===== Quelltext

Das Ampel-Regierungsbündnis will laut seinem Koalitionsvertrag für den Einsatz von staatlicher und kommerzieller Überwachungssoftware die Eingriffsschwellen hochlegen und die bestehenden Befugnisse etwa für die Polizei so anpassen, dass immer die Vorgaben des Bundesverfassungsgerichtes für heimliche Online-Durchsuchungen zu beachten sind. Die Ausnutzung von Schwachstellen bei IT-Systemen steht laut der Übereinkunft "in einem hochproblematischen Spannungsverhältnis zur IT-Sicherheit und den Bürgerrechten". Der Staat werde daher "keine Sicherheitslücken ankaufen oder offenhalten", sondern sich in einem Schwachstellenmanagement "immer um die schnellstmögliche Schließung bemühen".

==========
===== Datensatzauszug

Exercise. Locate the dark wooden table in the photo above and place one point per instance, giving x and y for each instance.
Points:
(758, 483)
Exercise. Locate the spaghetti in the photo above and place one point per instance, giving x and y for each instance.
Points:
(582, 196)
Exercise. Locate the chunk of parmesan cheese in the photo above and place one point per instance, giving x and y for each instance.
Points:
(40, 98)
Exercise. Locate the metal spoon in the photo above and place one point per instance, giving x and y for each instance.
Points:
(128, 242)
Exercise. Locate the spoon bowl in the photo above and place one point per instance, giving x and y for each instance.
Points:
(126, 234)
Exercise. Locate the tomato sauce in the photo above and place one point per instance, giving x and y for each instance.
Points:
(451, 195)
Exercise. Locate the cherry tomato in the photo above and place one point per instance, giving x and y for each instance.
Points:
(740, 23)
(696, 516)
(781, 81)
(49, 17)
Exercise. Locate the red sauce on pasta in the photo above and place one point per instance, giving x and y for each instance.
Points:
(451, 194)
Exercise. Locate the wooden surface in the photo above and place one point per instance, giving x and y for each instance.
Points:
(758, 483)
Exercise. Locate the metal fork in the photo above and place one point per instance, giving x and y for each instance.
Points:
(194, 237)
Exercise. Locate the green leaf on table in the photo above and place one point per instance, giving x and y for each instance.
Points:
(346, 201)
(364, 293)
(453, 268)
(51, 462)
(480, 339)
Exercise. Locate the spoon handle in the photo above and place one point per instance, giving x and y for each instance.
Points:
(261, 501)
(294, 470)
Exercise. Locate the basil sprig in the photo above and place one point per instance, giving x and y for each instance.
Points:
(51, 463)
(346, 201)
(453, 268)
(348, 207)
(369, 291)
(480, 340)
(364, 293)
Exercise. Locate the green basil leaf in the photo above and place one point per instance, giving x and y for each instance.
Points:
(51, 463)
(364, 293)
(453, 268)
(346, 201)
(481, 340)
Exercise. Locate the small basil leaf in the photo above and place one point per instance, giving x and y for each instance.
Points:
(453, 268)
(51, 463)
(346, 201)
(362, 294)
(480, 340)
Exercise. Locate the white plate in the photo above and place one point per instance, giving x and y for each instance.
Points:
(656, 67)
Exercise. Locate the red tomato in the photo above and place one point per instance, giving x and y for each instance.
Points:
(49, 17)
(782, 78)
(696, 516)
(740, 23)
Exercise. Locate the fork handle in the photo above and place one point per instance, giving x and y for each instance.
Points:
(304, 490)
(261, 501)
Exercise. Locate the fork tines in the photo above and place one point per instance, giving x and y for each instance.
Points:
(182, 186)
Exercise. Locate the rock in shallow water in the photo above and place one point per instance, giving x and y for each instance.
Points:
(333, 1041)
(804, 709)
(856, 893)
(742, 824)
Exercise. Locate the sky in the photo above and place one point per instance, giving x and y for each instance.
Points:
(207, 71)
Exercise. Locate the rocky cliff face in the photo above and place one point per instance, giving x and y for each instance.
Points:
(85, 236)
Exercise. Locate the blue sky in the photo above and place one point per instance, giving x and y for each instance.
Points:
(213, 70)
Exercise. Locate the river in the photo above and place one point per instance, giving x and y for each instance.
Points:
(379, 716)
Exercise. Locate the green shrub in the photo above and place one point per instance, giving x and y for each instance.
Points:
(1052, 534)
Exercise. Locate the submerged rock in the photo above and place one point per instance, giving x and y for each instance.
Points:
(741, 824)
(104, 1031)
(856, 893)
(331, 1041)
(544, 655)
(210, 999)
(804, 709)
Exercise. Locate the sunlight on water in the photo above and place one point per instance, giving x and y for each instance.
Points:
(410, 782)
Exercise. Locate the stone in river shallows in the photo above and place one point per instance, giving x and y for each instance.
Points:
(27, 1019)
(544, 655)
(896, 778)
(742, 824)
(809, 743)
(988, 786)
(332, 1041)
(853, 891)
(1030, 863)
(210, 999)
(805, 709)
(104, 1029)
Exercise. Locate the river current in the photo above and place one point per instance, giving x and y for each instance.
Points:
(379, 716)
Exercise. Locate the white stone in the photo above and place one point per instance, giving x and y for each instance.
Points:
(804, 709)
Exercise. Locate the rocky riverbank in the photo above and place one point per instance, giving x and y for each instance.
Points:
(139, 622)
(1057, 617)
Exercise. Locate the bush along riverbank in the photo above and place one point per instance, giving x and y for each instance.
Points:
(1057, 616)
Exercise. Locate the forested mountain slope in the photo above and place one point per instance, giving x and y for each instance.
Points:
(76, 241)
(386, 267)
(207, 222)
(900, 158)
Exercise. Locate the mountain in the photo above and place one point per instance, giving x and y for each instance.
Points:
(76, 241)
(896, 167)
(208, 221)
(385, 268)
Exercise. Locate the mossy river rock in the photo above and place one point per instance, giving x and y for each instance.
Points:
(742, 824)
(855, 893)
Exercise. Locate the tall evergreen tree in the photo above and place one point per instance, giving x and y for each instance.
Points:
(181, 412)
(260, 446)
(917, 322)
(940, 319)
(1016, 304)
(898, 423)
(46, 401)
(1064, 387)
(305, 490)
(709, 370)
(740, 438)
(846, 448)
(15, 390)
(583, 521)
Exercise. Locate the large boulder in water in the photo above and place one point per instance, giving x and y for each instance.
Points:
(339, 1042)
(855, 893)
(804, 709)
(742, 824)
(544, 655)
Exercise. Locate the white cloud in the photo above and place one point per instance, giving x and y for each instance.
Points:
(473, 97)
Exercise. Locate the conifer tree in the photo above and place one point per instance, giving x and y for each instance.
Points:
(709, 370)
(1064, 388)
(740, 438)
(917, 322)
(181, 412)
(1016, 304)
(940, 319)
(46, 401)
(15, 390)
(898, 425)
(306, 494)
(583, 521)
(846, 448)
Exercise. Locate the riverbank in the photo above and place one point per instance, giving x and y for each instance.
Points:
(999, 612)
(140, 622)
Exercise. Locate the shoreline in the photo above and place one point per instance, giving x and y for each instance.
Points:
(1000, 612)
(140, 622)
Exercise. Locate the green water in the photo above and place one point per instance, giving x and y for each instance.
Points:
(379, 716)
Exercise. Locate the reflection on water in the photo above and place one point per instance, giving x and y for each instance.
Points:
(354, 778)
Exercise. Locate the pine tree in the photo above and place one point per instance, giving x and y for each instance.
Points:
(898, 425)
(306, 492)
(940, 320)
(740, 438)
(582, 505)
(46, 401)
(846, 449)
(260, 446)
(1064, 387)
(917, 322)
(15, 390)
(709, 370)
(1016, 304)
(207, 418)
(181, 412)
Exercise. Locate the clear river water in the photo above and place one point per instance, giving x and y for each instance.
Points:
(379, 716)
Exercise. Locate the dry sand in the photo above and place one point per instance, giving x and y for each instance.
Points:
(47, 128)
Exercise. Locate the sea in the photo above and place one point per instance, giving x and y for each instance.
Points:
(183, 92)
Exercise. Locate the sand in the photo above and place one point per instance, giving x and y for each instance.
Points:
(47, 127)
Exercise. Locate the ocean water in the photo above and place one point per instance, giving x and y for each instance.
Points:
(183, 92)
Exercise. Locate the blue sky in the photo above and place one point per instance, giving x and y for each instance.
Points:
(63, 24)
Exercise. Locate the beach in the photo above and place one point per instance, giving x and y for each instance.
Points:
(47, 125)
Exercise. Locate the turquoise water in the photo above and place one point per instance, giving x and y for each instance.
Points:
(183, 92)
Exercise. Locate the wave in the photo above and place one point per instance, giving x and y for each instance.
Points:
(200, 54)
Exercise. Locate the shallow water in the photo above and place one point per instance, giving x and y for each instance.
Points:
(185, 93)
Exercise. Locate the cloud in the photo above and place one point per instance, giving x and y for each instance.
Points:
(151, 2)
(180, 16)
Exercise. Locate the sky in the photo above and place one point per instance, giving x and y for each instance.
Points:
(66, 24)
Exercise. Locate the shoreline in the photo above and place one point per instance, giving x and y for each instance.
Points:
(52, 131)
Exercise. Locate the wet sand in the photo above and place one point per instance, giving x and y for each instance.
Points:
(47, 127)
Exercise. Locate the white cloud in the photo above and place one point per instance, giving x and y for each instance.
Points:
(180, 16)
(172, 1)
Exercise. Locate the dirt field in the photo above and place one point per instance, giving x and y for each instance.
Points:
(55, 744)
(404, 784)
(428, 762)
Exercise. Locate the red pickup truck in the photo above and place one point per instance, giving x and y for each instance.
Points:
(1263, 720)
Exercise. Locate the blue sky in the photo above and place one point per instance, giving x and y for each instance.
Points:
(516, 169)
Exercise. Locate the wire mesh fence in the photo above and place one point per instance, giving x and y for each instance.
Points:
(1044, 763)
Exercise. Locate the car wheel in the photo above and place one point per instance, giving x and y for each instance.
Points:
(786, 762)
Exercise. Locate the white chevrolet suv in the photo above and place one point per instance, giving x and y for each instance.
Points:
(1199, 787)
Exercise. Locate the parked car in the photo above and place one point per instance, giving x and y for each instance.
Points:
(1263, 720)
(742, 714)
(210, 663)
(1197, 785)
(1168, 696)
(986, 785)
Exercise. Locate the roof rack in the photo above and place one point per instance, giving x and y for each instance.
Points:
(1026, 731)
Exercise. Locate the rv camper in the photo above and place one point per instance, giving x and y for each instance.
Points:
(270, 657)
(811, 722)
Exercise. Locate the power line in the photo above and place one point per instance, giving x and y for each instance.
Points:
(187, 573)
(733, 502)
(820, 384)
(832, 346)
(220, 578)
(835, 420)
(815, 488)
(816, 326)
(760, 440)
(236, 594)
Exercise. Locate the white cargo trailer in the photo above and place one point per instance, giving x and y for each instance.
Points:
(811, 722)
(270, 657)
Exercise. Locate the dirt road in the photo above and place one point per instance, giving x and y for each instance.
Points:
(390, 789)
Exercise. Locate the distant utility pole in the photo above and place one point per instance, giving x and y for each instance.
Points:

==========

Aufgaben:
1 - Was wird der Staat laut dem Quelltext zur Überwachungssoftware mit Sicherheitslücken nicht tun?
2 - Führen Sie sämtliche Vorhaben auf, die der Quelltext zur Überwachungssoftware dem Regierungsbündnis oder dem Staat zuschreibt.
3 - Knüpfen Sie an den letzten Satz des Quelltextes zur Überwachungssoftware an und schreiben Sie ihn weiter.

Erwartete Antworten:
1 - Er wird keine Sicherheitslücken ankaufen oder offenhalten.

2 -
- Die Eingriffsschwellen für den Einsatz von staatlicher und kommerzieller Überwachungssoftware hochlegen
- Die bestehenden Befugnisse, etwa für die Polizei, so anpassen, dass immer die Vorgaben des Bundesverfassungsgerichtes für heimliche Online-Durchsuchungen zu beachten sind
- Keine Sicherheitslücken ankaufen
- Keine Sicherheitslücken offenhalten
- Sich in einem Schwachstellenmanagement immer um die schnellstmögliche Schließung bemühen

3 -
Das Bundesinnenministerium antwortete seit Montag nicht auf eine Anfrage von heise online, wie weit dieses Vorhaben gediehen ist. Vor einigen Monaten war die Meinungsbildung innerhalb der Bundesregierung dazu noch nicht abgeschlossen. Bezüglich des Anti-Spyware-Statements folgte nun diese Antwort eines Sprechers des Auswärtigen Amts gegenüber heise online: "Zur Frage einer möglichen Unterzeichnung stimmen wir uns in der Bundesregierung eng ab. Zentral sind dabei für uns das in der Erklärung vorgesehene Schutzniveau für Menschenrechte und Grundfreiheiten sowie das Zusammenspiel mit und der Mehrwert gegenüber bestehenden Verpflichtungen."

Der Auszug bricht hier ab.